__Assigned task__:
What follows is a listing; restate every line of it word for word.

__Data__:

________________________

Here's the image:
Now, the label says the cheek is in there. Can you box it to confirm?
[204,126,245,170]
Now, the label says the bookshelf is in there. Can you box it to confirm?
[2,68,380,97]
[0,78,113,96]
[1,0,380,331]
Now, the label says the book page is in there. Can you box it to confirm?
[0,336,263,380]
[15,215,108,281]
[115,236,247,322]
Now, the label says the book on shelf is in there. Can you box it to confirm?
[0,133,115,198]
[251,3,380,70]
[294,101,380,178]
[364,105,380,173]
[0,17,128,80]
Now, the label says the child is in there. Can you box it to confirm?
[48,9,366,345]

________________________

__Response to this exercise__:
Here's the image:
Now, the label says the cheek is in there. Can you box it to confirm?
[204,126,245,170]
Now, the label says the bookshelf is in there. Can you box it to confirm?
[2,68,380,97]
[0,78,113,96]
[1,0,380,331]
Now, the label says the book page is in there. Can you box it to confirm?
[0,336,263,380]
[15,215,108,281]
[115,236,247,322]
Now, the label says the book on shelf is in there. Can you box it to confirm?
[0,133,115,198]
[251,3,380,70]
[294,101,380,178]
[364,105,380,173]
[0,17,128,80]
Now, the label says the child is in there. Can you box it to confirm?
[48,9,366,345]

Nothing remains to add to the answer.